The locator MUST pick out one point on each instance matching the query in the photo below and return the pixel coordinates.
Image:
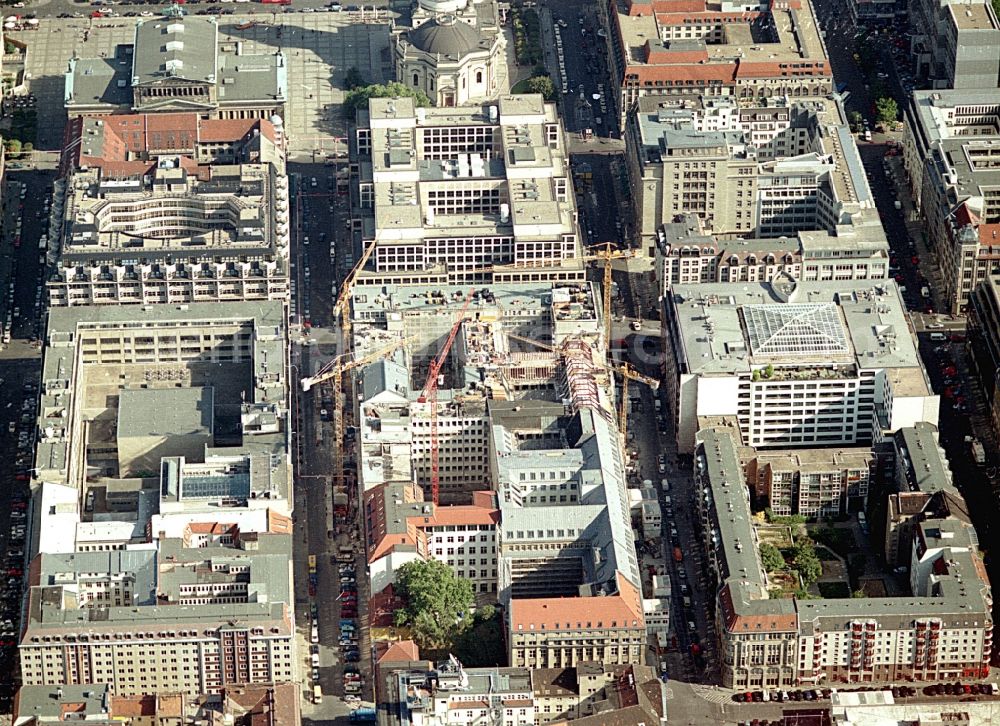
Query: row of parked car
(962, 689)
(818, 694)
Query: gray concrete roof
(870, 314)
(267, 577)
(176, 47)
(46, 703)
(99, 80)
(178, 411)
(953, 592)
(252, 77)
(140, 564)
(924, 460)
(446, 35)
(593, 456)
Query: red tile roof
(623, 610)
(681, 72)
(402, 651)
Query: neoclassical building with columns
(453, 50)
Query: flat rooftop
(859, 324)
(748, 45)
(64, 389)
(972, 16)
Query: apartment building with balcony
(955, 44)
(569, 574)
(659, 48)
(951, 148)
(447, 194)
(793, 364)
(167, 619)
(942, 630)
(820, 483)
(170, 209)
(687, 254)
(446, 692)
(769, 171)
(401, 526)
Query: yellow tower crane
(608, 254)
(340, 312)
(629, 373)
(600, 252)
(336, 369)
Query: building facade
(743, 51)
(178, 63)
(943, 630)
(955, 44)
(686, 254)
(773, 170)
(793, 364)
(455, 55)
(950, 150)
(170, 209)
(447, 195)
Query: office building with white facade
(942, 630)
(794, 364)
(687, 254)
(143, 610)
(170, 208)
(765, 172)
(951, 145)
(446, 194)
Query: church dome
(445, 36)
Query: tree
(886, 111)
(806, 562)
(354, 79)
(542, 85)
(358, 97)
(439, 604)
(770, 557)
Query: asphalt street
(19, 370)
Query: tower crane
(629, 373)
(340, 306)
(602, 251)
(607, 255)
(429, 395)
(626, 371)
(335, 369)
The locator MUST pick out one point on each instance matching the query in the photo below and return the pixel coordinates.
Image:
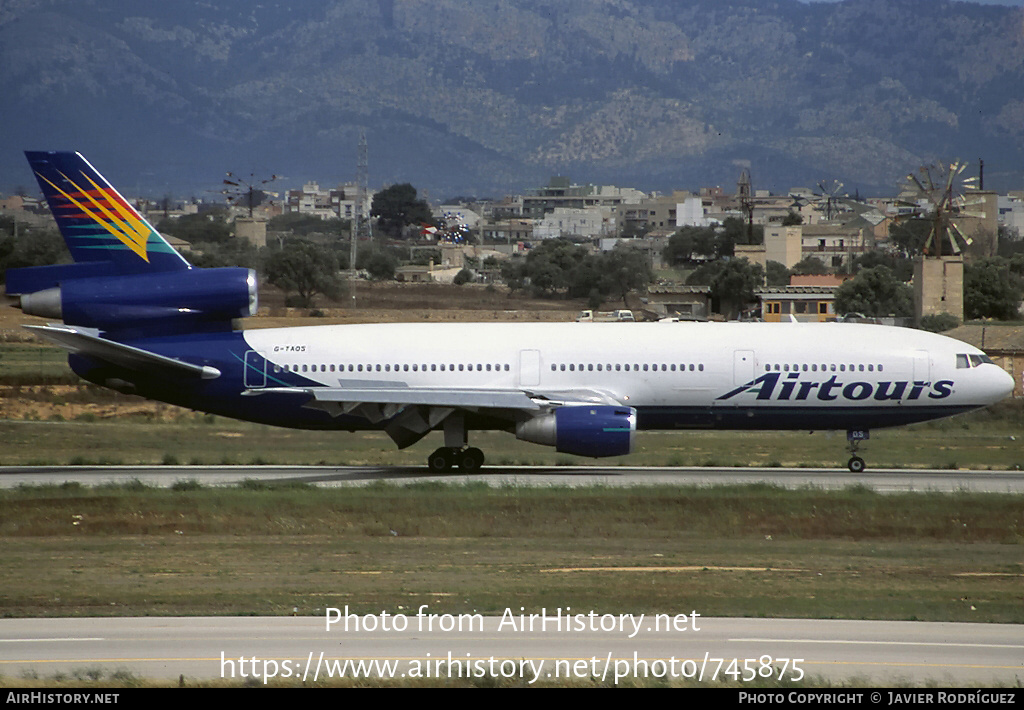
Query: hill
(486, 97)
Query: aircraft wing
(88, 342)
(459, 398)
(413, 412)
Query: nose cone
(999, 383)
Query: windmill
(247, 192)
(830, 197)
(940, 190)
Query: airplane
(139, 319)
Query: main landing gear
(855, 436)
(445, 458)
(456, 451)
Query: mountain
(494, 96)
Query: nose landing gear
(855, 436)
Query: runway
(705, 649)
(534, 650)
(884, 481)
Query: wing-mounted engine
(584, 430)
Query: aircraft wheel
(440, 460)
(471, 460)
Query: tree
(732, 284)
(397, 207)
(991, 290)
(777, 275)
(32, 248)
(901, 266)
(689, 243)
(624, 269)
(875, 292)
(304, 268)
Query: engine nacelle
(585, 430)
(195, 295)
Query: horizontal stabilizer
(469, 399)
(88, 342)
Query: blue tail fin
(96, 222)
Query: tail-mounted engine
(154, 301)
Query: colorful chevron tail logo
(108, 209)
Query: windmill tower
(938, 275)
(829, 198)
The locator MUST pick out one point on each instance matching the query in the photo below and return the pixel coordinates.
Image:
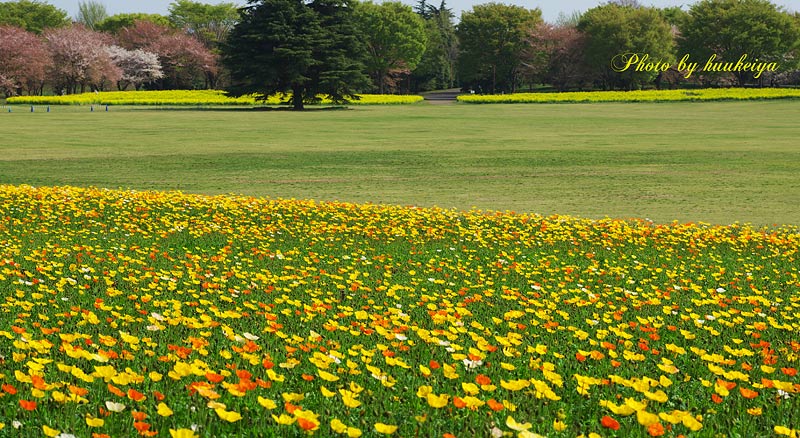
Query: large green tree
(732, 28)
(395, 40)
(115, 23)
(32, 15)
(437, 68)
(208, 23)
(91, 14)
(492, 40)
(614, 33)
(305, 48)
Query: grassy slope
(717, 162)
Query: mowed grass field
(717, 162)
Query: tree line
(340, 47)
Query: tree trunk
(297, 97)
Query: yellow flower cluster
(189, 97)
(165, 314)
(637, 96)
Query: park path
(445, 97)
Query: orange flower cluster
(164, 314)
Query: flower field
(637, 96)
(187, 97)
(165, 314)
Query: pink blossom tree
(24, 61)
(80, 60)
(138, 66)
(185, 61)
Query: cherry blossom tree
(24, 61)
(185, 61)
(138, 66)
(80, 60)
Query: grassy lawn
(717, 162)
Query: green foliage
(395, 39)
(117, 22)
(209, 23)
(674, 15)
(437, 68)
(91, 13)
(32, 15)
(613, 30)
(732, 28)
(492, 41)
(292, 46)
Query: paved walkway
(442, 97)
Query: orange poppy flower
(141, 426)
(9, 389)
(77, 390)
(495, 405)
(306, 424)
(655, 429)
(135, 395)
(609, 423)
(748, 393)
(214, 377)
(116, 391)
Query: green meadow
(716, 162)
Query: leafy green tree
(395, 40)
(613, 33)
(674, 15)
(32, 15)
(115, 23)
(208, 23)
(492, 40)
(293, 46)
(91, 13)
(732, 28)
(437, 68)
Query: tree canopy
(395, 39)
(293, 46)
(209, 23)
(732, 28)
(492, 41)
(614, 32)
(32, 15)
(115, 23)
(91, 13)
(437, 68)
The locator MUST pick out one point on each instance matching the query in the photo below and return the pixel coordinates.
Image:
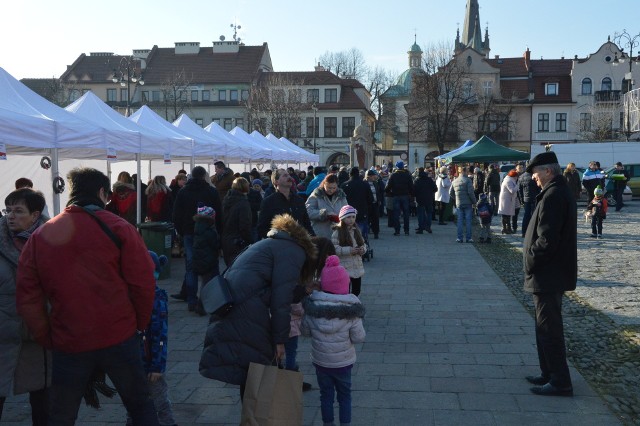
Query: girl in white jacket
(333, 319)
(350, 246)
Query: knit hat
(347, 211)
(158, 262)
(334, 278)
(206, 211)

--------------------------------------------------

Aim of the exercise: Could you repeat all of the entries exactly, without any of the images?

Exercise output:
The locator MUST pick out one point on each instance matching the query in the photo below and return the pixel coordinates.
Image:
Query: row of parked car
(962, 689)
(818, 694)
Query: gray concrete roof
(870, 314)
(267, 577)
(176, 47)
(46, 703)
(99, 80)
(178, 411)
(953, 592)
(252, 77)
(140, 564)
(924, 460)
(446, 35)
(593, 456)
Query: red tile roof
(623, 610)
(681, 72)
(402, 651)
Query: neoclassical building with columns
(453, 50)
Query: flat rooftop
(859, 324)
(748, 45)
(64, 389)
(972, 16)
Query: apartment building with balcony
(955, 44)
(569, 574)
(659, 48)
(951, 148)
(447, 194)
(793, 364)
(167, 619)
(942, 630)
(820, 483)
(170, 209)
(687, 254)
(446, 692)
(769, 171)
(401, 526)
Query: yellow tower crane
(608, 254)
(340, 312)
(629, 373)
(600, 252)
(336, 369)
Query: building facade
(743, 51)
(178, 63)
(943, 630)
(955, 44)
(686, 254)
(773, 170)
(793, 364)
(455, 55)
(950, 150)
(170, 209)
(447, 195)
Query: office building with white facade
(942, 630)
(794, 364)
(687, 254)
(143, 610)
(170, 208)
(765, 172)
(951, 145)
(446, 194)
Query: church dome
(445, 36)
Query: tree
(886, 111)
(806, 562)
(354, 79)
(542, 85)
(358, 97)
(439, 604)
(770, 557)
Query: asphalt street
(19, 370)
Query: tower crane
(629, 373)
(340, 306)
(602, 251)
(607, 255)
(429, 395)
(626, 371)
(335, 369)
The locator MUST pick out one point on each instance matching the query in the photo below and return the pixel coordinates.
Image:
Query: hill
(486, 97)
Query: aircraft wing
(88, 342)
(459, 398)
(413, 412)
Query: nose cone
(999, 383)
Query: windmill
(247, 192)
(830, 197)
(940, 190)
Query: airplane
(139, 319)
Query: main landing gear
(855, 436)
(445, 458)
(456, 451)
Query: mountain
(494, 96)
Query: nose landing gear
(855, 436)
Query: runway
(705, 649)
(534, 650)
(884, 481)
Query: wing-mounted engine
(584, 430)
Query: aircraft wheel
(440, 460)
(471, 460)
Query: tree
(732, 284)
(397, 207)
(991, 290)
(777, 275)
(32, 248)
(901, 266)
(689, 243)
(624, 269)
(875, 292)
(304, 268)
Query: engine nacelle
(585, 430)
(195, 295)
Query: horizontal stabilizer
(469, 399)
(88, 342)
Query: blue tail fin
(96, 222)
Query: tail-mounted engine
(154, 301)
Query: colorful chevron tail logo
(108, 209)
Query: windmill tower
(938, 275)
(829, 198)
The locator MUST pick out one point on each instance matching the query in the photo below and return the pixel coordinates.
Image:
Query: large green tree
(732, 28)
(395, 40)
(115, 23)
(32, 15)
(437, 68)
(208, 23)
(91, 14)
(492, 40)
(614, 33)
(305, 48)
Query: grassy slope
(717, 162)
Query: mowed grass field
(717, 162)
Query: tree line
(340, 47)
Query: tree trunk
(297, 97)
Query: yellow flower cluster
(189, 97)
(165, 314)
(637, 96)
Query: park path
(445, 97)
Query: orange flower cluster
(164, 314)
Query: flower field
(637, 96)
(187, 97)
(165, 314)
Query: pink blossom tree
(24, 61)
(80, 60)
(138, 66)
(185, 61)
Query: cherry blossom tree
(24, 61)
(185, 61)
(138, 66)
(80, 60)
Query: grassy lawn
(717, 162)
Query: green foliage
(395, 39)
(117, 22)
(209, 23)
(674, 15)
(437, 68)
(91, 13)
(32, 15)
(613, 30)
(732, 28)
(492, 41)
(292, 46)
Query: paved walkway
(442, 97)
Query: orange poppy flower
(141, 426)
(9, 389)
(77, 390)
(495, 405)
(306, 424)
(655, 429)
(135, 395)
(609, 423)
(748, 393)
(214, 377)
(116, 391)
Query: green meadow
(716, 162)
Query: leafy green tree
(395, 40)
(613, 33)
(674, 15)
(32, 15)
(115, 23)
(208, 23)
(492, 40)
(293, 46)
(91, 13)
(732, 28)
(437, 68)
Query: tree canopy
(395, 39)
(293, 46)
(209, 23)
(732, 28)
(492, 41)
(614, 32)
(32, 15)
(115, 23)
(91, 13)
(437, 68)
The locator MUST pick out one point on each instance matching the query in the photo below and return the pixel coordinates.
Image:
Query: girl in white jacket
(333, 319)
(350, 246)
Query: knit hat
(347, 211)
(158, 262)
(334, 278)
(206, 211)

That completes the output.